Your task is to return the line containing "[tag] traditional bhutanese" plus every line after it, exactly and with nothing added.

══ Data supplied

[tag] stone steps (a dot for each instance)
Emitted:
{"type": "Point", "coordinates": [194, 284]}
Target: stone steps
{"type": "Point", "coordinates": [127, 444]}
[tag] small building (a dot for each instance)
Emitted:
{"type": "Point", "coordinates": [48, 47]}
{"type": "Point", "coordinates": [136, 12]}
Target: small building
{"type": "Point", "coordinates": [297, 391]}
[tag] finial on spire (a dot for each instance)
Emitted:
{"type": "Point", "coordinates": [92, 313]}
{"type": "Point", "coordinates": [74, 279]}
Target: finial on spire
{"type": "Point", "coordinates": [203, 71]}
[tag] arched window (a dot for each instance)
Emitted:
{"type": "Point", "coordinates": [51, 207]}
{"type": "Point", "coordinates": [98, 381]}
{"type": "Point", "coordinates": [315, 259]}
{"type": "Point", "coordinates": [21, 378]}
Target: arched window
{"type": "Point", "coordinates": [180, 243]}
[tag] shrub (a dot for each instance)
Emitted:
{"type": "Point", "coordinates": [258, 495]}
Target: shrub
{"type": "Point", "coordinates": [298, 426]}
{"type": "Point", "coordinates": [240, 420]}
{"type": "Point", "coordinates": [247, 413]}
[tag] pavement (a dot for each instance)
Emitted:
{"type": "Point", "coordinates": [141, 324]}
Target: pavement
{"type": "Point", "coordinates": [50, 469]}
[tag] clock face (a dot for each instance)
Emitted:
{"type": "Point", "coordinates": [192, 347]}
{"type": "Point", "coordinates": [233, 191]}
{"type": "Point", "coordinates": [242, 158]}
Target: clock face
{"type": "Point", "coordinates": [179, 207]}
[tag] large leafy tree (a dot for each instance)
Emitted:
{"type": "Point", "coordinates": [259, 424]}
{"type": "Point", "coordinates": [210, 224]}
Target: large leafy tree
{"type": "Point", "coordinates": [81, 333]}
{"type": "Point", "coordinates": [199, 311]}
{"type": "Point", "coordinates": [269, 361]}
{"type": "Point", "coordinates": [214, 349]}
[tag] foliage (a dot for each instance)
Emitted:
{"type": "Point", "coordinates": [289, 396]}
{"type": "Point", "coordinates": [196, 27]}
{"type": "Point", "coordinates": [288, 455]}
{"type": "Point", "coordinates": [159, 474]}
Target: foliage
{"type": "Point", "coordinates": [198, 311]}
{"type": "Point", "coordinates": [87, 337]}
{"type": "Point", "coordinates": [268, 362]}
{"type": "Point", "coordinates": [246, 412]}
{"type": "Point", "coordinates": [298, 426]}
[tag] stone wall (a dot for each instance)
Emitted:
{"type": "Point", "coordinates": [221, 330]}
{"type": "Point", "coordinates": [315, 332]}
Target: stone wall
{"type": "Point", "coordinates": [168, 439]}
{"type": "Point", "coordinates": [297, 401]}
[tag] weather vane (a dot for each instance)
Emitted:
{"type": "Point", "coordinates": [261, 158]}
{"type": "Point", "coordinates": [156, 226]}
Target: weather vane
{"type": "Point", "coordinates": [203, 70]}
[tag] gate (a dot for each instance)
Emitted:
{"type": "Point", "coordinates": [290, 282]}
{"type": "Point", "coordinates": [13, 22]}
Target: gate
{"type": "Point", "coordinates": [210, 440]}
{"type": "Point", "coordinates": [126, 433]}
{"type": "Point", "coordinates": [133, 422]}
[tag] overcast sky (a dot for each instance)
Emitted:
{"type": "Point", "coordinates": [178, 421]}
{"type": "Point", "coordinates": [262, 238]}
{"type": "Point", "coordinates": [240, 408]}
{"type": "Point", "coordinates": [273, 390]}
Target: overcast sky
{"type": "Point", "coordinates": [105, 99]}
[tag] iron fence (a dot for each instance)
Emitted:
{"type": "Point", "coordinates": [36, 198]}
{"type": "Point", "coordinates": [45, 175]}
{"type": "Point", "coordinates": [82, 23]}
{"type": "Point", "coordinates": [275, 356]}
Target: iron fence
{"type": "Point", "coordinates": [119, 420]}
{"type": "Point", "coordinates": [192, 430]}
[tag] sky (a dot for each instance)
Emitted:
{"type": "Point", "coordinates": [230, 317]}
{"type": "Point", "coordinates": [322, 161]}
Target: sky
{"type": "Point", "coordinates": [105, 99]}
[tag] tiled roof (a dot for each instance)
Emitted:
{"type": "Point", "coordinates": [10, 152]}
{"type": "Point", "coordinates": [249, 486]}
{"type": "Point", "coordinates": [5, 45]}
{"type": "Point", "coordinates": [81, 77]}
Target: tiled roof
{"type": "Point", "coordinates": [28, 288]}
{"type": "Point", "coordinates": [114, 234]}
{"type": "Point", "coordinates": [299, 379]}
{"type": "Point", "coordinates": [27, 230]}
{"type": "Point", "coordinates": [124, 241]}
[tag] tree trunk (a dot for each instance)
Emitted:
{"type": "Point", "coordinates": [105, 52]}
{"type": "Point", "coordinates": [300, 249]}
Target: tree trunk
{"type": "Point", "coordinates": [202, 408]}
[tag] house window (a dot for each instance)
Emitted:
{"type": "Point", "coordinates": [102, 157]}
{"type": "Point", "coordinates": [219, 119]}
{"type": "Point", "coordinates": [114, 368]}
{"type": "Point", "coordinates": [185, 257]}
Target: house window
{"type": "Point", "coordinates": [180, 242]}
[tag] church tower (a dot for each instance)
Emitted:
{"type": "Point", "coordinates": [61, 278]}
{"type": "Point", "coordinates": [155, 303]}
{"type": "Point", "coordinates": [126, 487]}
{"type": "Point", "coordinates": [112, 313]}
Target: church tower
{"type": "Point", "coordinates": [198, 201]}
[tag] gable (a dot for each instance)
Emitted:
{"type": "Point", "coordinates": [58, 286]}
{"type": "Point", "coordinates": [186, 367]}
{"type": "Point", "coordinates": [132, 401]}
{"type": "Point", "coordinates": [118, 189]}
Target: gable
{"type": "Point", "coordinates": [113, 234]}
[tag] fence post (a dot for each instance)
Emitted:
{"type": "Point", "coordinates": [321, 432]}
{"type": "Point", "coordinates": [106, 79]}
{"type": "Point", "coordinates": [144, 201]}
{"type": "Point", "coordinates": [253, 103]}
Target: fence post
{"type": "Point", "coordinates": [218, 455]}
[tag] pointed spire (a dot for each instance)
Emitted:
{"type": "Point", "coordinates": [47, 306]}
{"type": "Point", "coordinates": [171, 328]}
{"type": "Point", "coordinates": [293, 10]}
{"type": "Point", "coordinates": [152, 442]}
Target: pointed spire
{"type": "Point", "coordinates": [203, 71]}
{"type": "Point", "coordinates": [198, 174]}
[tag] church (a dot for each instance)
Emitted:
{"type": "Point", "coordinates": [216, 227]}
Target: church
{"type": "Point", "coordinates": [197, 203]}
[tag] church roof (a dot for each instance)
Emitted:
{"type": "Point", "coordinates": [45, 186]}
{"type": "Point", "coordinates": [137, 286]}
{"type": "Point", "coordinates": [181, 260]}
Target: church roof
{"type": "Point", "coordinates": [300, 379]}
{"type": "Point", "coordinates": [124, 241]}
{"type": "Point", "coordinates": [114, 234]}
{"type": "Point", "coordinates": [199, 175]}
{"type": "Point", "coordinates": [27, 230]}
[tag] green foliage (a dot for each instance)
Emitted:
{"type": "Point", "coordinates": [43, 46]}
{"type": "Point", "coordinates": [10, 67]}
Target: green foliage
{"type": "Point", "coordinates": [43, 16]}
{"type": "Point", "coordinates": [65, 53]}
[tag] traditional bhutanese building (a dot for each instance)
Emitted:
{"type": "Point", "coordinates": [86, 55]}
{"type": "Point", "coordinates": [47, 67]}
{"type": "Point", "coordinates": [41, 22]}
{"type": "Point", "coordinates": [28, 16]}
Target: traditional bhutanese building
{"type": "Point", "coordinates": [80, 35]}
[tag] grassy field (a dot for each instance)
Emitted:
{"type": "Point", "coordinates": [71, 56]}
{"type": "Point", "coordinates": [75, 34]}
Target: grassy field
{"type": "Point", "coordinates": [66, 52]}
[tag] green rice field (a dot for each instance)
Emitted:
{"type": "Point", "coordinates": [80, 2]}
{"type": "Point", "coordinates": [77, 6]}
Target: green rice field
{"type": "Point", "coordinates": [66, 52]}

════

### Finished exercise
[tag] traditional bhutanese building (a dot for each instance)
Emitted:
{"type": "Point", "coordinates": [86, 55]}
{"type": "Point", "coordinates": [47, 67]}
{"type": "Point", "coordinates": [41, 22]}
{"type": "Point", "coordinates": [28, 16]}
Target: traditional bhutanese building
{"type": "Point", "coordinates": [80, 35]}
[tag] grassy field (a dot for each instance)
Emitted:
{"type": "Point", "coordinates": [71, 56]}
{"type": "Point", "coordinates": [75, 34]}
Target: grassy field
{"type": "Point", "coordinates": [66, 52]}
[tag] green rice field (a dot for each instance)
Emitted:
{"type": "Point", "coordinates": [80, 2]}
{"type": "Point", "coordinates": [77, 6]}
Target: green rice field
{"type": "Point", "coordinates": [66, 52]}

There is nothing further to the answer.